#### [REQUIRED TASK]
Read the data and repeat it in full, exactly.
___ DATA LISTING ___
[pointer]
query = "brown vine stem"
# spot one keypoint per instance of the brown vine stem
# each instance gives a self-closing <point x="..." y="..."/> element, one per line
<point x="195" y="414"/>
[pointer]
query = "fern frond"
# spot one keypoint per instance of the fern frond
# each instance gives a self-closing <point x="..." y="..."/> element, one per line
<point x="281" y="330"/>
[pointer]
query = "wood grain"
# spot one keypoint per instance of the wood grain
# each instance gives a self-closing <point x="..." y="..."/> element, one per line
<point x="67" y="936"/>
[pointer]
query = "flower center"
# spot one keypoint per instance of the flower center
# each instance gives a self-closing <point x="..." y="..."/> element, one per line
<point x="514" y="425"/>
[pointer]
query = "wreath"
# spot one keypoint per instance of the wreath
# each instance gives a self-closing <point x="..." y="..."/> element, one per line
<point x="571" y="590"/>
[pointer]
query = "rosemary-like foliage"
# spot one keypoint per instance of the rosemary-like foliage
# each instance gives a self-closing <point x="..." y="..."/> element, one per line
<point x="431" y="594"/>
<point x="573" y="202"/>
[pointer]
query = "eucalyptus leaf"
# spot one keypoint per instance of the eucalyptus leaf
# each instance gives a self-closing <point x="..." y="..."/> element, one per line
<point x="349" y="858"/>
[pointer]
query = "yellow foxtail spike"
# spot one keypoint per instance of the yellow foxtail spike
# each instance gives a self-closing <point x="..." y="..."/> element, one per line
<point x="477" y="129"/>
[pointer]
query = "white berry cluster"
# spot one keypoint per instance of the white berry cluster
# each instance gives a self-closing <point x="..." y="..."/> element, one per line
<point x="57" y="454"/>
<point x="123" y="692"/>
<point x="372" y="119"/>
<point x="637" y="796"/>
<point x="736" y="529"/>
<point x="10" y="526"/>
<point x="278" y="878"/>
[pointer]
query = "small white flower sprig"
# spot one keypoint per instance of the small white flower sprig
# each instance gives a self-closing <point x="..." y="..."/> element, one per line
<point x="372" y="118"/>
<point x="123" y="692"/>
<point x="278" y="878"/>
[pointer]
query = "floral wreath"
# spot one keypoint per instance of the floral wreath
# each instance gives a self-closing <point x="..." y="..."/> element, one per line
___
#### [SOLUTION FOR THIS TASK]
[pointer]
query = "brown vine stem"
# spot one keypoint per instance of the brown vine stem
# each instance gives a self-closing <point x="..." y="..."/> element, one per line
<point x="195" y="414"/>
[pointer]
query = "fern frond"
# spot one keypoint per instance of the fern frond
# each instance gives a self-closing <point x="..." y="..."/> element, one per line
<point x="281" y="330"/>
[pointer]
query = "wood grain"
# spot one keypoint per instance of the wood grain
# each instance gives a self-closing <point x="..." y="..."/> element, one per line
<point x="67" y="936"/>
[pointer]
query = "flower center"
# spot one keypoint per instance of the flower center
# each instance gives a self-closing <point x="..." y="..."/> element, one per line
<point x="514" y="425"/>
[pointer]
query = "wreath"
# spot one keypoint per instance of the wreath
# each instance gives a self-closing <point x="..." y="..."/> element, one per line
<point x="571" y="590"/>
[pointer]
query = "rosemary-like foliage"
# spot one keypoint per instance of the rosemary-like foliage
# each instance gives a self-closing <point x="..." y="..."/> element, one per line
<point x="431" y="594"/>
<point x="573" y="202"/>
[pointer]
query = "eucalyptus leaf"
# spot one keypoint per instance of the eucalyptus leaf
# each instance gives a self-closing <point x="..." y="..."/> element, one per line
<point x="349" y="858"/>
[pointer]
query = "yellow foxtail spike"
# spot one keypoint per instance of the yellow foxtail spike
# each instance gives a self-closing <point x="..." y="..."/> element, one per line
<point x="477" y="129"/>
[pointer]
query = "white berry cluster"
# spot one keypoint per instance of the white berry cluster
# each instance gives a self-closing <point x="..." y="..."/> element, one per line
<point x="57" y="454"/>
<point x="123" y="692"/>
<point x="372" y="119"/>
<point x="637" y="796"/>
<point x="736" y="529"/>
<point x="10" y="526"/>
<point x="278" y="878"/>
[pointer]
query = "small white flower sprig"
# spot one keypoint per instance of the small white flower sprig
# each instance gives a self-closing <point x="..." y="..."/> element, one per line
<point x="372" y="118"/>
<point x="123" y="692"/>
<point x="278" y="878"/>
[pointer]
query = "floral wreath"
# spot one keypoint per instance of the floral wreath
# each instance gives a self-closing <point x="..." y="..."/> element, one per line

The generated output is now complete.